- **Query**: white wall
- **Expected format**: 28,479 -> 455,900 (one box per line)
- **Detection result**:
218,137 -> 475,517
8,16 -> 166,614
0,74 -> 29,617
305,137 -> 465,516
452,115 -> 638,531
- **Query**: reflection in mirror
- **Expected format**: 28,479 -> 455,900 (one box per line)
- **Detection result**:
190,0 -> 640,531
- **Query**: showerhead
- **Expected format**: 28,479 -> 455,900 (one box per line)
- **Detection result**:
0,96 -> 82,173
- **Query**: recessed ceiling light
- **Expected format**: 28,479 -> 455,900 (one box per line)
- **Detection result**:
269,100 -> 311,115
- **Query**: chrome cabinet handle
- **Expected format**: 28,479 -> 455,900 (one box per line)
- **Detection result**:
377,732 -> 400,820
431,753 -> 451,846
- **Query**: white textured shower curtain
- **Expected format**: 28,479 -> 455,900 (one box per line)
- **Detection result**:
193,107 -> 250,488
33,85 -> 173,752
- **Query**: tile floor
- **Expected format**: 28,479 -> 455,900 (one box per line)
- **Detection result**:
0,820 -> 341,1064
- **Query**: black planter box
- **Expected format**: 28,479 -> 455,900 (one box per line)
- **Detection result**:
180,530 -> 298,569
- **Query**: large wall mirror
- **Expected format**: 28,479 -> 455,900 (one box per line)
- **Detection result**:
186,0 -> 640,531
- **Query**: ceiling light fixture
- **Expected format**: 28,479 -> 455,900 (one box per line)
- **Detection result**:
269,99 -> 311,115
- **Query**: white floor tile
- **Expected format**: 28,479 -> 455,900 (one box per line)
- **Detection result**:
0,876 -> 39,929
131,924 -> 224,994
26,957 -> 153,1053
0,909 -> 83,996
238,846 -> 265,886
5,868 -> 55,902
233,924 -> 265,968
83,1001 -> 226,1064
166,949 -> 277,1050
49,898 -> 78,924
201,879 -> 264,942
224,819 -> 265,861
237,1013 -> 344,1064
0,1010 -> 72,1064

= = = = = = =

## Instructions for the task
Copy all of the rows above line for line, without changing a single character.

## Task output
- **Query**: white wall
- **Expected format**: 28,479 -> 455,900 (one box per line)
- **Detection result**:
218,137 -> 475,517
8,16 -> 166,614
0,74 -> 29,617
305,137 -> 465,516
452,115 -> 638,531
- **Query**: reflection in mirror
- **Expected format**: 28,479 -> 455,900 (one box per line)
- **Detection result**:
190,0 -> 640,531
- **Query**: showerhead
- **Expected format**: 28,479 -> 455,900 (one box per line)
- **Detection result**:
0,96 -> 82,173
- **Query**: recessed ceiling light
- **Expected format**: 28,479 -> 455,900 (one box per line)
- **Detection result**:
269,100 -> 311,115
- **Query**: chrome cabinet handle
- **Expected format**: 28,479 -> 455,900 (one box per line)
- **Detection result**:
377,732 -> 400,820
431,753 -> 451,846
- **Query**: white textured shower curtain
- **Expected format**: 28,479 -> 455,900 (one box per line)
- **Detection result**:
193,107 -> 250,488
33,85 -> 173,752
- **Query**: tile floor
- **Expected format**: 28,479 -> 455,900 (one box per line)
- **Detection result**:
0,820 -> 341,1064
- **Query**: black planter box
- **Expected format**: 28,479 -> 455,900 (one box per line)
- **Detection result**:
180,530 -> 298,569
- **Query**: large wall mirror
- **Expected format**: 28,479 -> 455,900 (one box per line)
- **Detection result**:
186,0 -> 640,531
- **Query**: ceiling light fixture
- **Expected format**: 28,479 -> 455,900 (one box per line)
- **Detection result**:
269,99 -> 311,115
- **Query**: white floor tile
- **Expected format**: 28,479 -> 455,900 (one box per line)
- **Detection result**:
0,876 -> 39,929
131,924 -> 224,994
26,957 -> 153,1053
0,909 -> 83,996
238,846 -> 265,886
5,868 -> 55,902
233,924 -> 265,968
83,1001 -> 226,1064
166,949 -> 277,1050
49,898 -> 78,924
201,879 -> 264,942
224,819 -> 265,861
237,1013 -> 344,1064
0,1010 -> 72,1064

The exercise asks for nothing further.